■ Exercise objective: Copy out all the records, word for word.

--*--

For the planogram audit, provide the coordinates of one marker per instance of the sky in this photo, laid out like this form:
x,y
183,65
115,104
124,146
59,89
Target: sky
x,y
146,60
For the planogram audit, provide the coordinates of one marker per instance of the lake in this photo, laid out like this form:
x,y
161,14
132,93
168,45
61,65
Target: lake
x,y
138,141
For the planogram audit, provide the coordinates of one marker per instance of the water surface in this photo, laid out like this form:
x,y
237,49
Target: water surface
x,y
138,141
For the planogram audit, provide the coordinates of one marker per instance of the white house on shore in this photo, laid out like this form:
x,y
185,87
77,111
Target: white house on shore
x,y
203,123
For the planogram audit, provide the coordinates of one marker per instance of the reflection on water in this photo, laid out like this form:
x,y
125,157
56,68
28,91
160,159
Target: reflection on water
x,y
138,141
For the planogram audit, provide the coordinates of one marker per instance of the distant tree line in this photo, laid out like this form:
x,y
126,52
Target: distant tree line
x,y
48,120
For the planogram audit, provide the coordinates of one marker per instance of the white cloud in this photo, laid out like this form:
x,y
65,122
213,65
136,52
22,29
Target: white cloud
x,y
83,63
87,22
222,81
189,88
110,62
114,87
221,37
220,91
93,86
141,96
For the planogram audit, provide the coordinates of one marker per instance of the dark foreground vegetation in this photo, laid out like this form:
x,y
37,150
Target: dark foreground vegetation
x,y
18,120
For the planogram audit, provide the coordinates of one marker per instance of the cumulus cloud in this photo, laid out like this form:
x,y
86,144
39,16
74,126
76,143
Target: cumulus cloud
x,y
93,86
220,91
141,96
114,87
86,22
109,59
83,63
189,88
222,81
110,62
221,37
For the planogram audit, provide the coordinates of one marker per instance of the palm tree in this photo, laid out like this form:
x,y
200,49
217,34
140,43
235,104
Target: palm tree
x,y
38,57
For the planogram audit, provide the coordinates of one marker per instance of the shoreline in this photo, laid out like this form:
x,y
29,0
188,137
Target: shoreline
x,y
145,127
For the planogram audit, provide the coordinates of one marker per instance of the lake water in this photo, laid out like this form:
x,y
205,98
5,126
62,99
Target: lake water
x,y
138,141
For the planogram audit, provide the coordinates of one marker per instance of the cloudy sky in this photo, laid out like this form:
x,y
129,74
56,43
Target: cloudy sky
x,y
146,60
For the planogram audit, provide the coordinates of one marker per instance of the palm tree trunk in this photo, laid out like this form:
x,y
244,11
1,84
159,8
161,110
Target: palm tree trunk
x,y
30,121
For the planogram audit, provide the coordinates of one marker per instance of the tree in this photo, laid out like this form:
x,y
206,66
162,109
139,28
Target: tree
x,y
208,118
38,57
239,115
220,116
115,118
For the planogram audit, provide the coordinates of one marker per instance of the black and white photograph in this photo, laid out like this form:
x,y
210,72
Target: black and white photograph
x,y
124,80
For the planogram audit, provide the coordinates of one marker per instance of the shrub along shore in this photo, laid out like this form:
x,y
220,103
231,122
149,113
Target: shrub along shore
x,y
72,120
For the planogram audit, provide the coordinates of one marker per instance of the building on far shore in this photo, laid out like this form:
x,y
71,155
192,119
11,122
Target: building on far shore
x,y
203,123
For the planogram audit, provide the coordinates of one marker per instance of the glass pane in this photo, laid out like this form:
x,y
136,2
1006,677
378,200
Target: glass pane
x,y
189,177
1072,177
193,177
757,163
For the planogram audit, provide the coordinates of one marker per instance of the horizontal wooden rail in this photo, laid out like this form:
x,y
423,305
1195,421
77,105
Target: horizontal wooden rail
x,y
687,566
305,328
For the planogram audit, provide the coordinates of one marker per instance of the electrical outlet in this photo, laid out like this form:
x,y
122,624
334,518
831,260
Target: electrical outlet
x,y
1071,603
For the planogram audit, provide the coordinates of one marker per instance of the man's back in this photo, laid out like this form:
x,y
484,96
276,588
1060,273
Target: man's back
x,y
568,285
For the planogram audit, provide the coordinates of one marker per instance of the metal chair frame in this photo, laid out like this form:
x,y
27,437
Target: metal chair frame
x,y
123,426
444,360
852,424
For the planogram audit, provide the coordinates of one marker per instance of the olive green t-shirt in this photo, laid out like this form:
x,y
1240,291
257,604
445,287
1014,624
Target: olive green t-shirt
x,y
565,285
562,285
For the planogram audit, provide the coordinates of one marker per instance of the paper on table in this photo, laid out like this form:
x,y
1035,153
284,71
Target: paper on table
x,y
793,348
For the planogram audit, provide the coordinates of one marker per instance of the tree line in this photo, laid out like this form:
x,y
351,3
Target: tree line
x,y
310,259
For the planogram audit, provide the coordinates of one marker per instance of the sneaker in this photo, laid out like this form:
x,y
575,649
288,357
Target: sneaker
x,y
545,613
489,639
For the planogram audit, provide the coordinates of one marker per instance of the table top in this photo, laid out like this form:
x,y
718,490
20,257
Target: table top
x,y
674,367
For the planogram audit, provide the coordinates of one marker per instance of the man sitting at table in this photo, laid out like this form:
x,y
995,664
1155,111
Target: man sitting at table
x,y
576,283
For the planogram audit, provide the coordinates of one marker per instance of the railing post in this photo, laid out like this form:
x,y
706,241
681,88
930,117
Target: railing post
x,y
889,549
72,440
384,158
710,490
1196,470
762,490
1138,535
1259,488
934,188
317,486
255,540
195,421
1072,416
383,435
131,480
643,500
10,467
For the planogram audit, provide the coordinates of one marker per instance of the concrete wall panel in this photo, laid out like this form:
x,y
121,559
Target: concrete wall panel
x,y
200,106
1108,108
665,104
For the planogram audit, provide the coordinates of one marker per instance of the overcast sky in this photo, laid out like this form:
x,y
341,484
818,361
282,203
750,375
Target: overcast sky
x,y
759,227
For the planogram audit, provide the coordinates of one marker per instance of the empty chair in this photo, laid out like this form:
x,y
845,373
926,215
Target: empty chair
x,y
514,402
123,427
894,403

--*--

■ Exercise response:
For the planogram audit, provide the coordinates of one marker per instance of the sky in this photo, laid out like this form:
x,y
183,65
115,104
124,146
59,89
Target: sky
x,y
146,60
For the planogram audit, provide the coordinates of one marker per instance of the lake in this photo, laid out like this form:
x,y
161,14
132,93
168,45
61,65
Target: lake
x,y
138,141
For the planogram audit, provide the coordinates of one marker per instance of the water surface in this photo, laid out like this form:
x,y
237,49
Target: water surface
x,y
138,141
For the planogram audit, provide the coordinates of one marker per instance of the white house on shore in this photo, laid out like this form:
x,y
185,87
77,111
Target: white house on shore
x,y
203,123
For the planogram audit, provide the coordinates of one marker per instance of the reflection on water in this photo, laid out like this form:
x,y
125,157
56,68
28,91
160,159
Target: reflection on water
x,y
138,141
For the planogram audit, provide the coordinates of one marker per instance of the distant tree line in this photo, laid out like this form:
x,y
126,52
Target: distant tree line
x,y
48,120
For the planogram audit, provide the coordinates of one marker per instance of the white cloud in this photo, laid out like this form:
x,y
65,122
213,65
136,52
22,29
Target: white cloud
x,y
83,63
87,22
222,81
189,88
110,62
114,87
221,37
220,91
93,86
141,96
For the planogram audit, provide the coordinates of one marker per instance of the dark foreground vegetation in this photo, laid out like this form:
x,y
37,150
Target: dark foreground vegetation
x,y
18,120
For the planogram audit, provide the coordinates of one marker per instance of the cumulus cloud in this photo, laid out like this form:
x,y
86,144
39,16
74,126
76,143
Target: cumulus cloud
x,y
93,86
220,91
141,96
114,87
86,22
109,59
83,63
189,88
222,81
110,62
221,37
For the planogram audit, provide the coordinates of one marker per instance of the palm tree in this photo, laid out like this form:
x,y
200,49
217,34
140,43
235,104
Target: palm tree
x,y
38,57
For the planogram audit, provide the coordinates of one marker per instance of the shoreline in this photo, laid out like this form:
x,y
29,0
188,137
Target: shoreline
x,y
145,127
For the planogram audit, provide the coordinates of one marker per instance of the lake water in this photo, laid out like this form:
x,y
205,98
5,126
62,99
Target: lake water
x,y
138,141
For the planogram audit, provide the coordinates of one marker per instance of the cloudy sky in this photo, laid out like this form:
x,y
129,74
56,43
Target: cloudy sky
x,y
146,60
For the planogram audit, provide the coordinates of one marker per instance of the palm tree trunk in this photo, laid out like this form:
x,y
244,11
1,84
159,8
161,110
Target: palm tree trunk
x,y
30,121
For the planogram audit, provide the coordinates of one marker per instance of the tree in this photo, laid out like this form:
x,y
206,66
162,109
139,28
Target: tree
x,y
208,118
38,57
239,115
220,116
115,118
For the planogram audit, provide the coordinates of one marker per instance of the black and white photograph in this photo, laid out like this form:
x,y
210,72
Target: black and white photograph
x,y
124,80
For the planogram audit, provide the coordinates of one marker per instance of the shrub along shore in this photo, laid out like this form:
x,y
220,103
231,122
149,113
Target: shrub along shore
x,y
72,120
For the planogram audit, provide the coordinates of one marker per instance of the building on far shore in this photo, laid out like this form:
x,y
71,155
192,119
11,122
Target: building on far shore
x,y
203,123
For the planogram audit, provide the coordinates of one marker per instance of the glass pane in this photo, laid out like this form:
x,y
136,2
1006,677
378,200
Target: glass pane
x,y
189,177
1072,177
193,177
757,163
For the planogram audit, provide the coordinates of one marker per instance of the horizontal wooden rail in this photo, laid out like this form:
x,y
423,305
1195,421
77,105
Target: horizontal wooden rail
x,y
687,566
305,328
For the planogram audit, provide the coordinates of one marker per instance of the electrical outlet in this photo, laid out like this form:
x,y
122,624
334,518
831,260
Target: electrical outlet
x,y
1071,603
For the planogram audit, provide the coordinates of one marker per instance of the man's back in this photo, laid out like this form:
x,y
484,96
276,588
1060,273
Target: man's back
x,y
568,285
For the planogram audit, provide the coordinates of one marker per instance of the metal chair frame in this photo, laid out like this form:
x,y
27,437
Target: metal chair frame
x,y
123,426
444,360
852,424
For the planogram audit, provide the coordinates of one marker per instance of the olive green t-shirt in this photo, laid out like this form:
x,y
1240,291
257,604
445,287
1014,624
Target: olive green t-shirt
x,y
565,285
562,285
For the planogram audit, provide the coordinates of one marker per instance of the paper on table in this photo, laid out like this form:
x,y
1035,153
284,71
Target: paper on table
x,y
793,348
For the planogram audit, provide the coordinates of one marker per instance of the tree line in this photo, laid out like this form:
x,y
351,3
Target: tree line
x,y
310,259
For the planogram audit, provide the coordinates of one marker per instance of the sneaker in this photo, laid out like this form:
x,y
575,649
288,357
Target: sneaker
x,y
545,613
489,639
For the planogram audit, provide the coordinates of one marker per instance of the table top in this photo, laid out like this form:
x,y
718,490
20,257
Target: table top
x,y
674,367
For the planogram audit, provide the coordinates of one marker per instance of the man sitting at table in this photo, laid out like this form:
x,y
995,664
1155,111
Target: man sitting at table
x,y
576,283
For the planogram audit, provide the coordinates of one marker per instance of the railing post in this photo, laid out like this form:
x,y
706,241
681,88
930,117
Target: railing post
x,y
889,549
72,440
384,158
710,490
1196,470
762,490
1138,535
1259,488
934,188
317,486
255,540
195,421
1072,416
383,435
131,480
643,500
10,467
For the planogram audit, provide the coordinates of one marker per instance of the concrete wall panel in this photo, laid out like this form:
x,y
121,559
Target: concrete wall panel
x,y
200,106
1108,108
665,104
For the planogram audit, provide the coordinates of one marker per instance of the overcast sky in this photo, laid out like this form:
x,y
341,484
818,361
282,203
750,375
Target: overcast sky
x,y
759,227
For the planogram audit, provide the coordinates of one marker per instance of the empty chair in this photo, laid out like this form:
x,y
845,373
926,215
Target: empty chair
x,y
514,402
123,427
894,403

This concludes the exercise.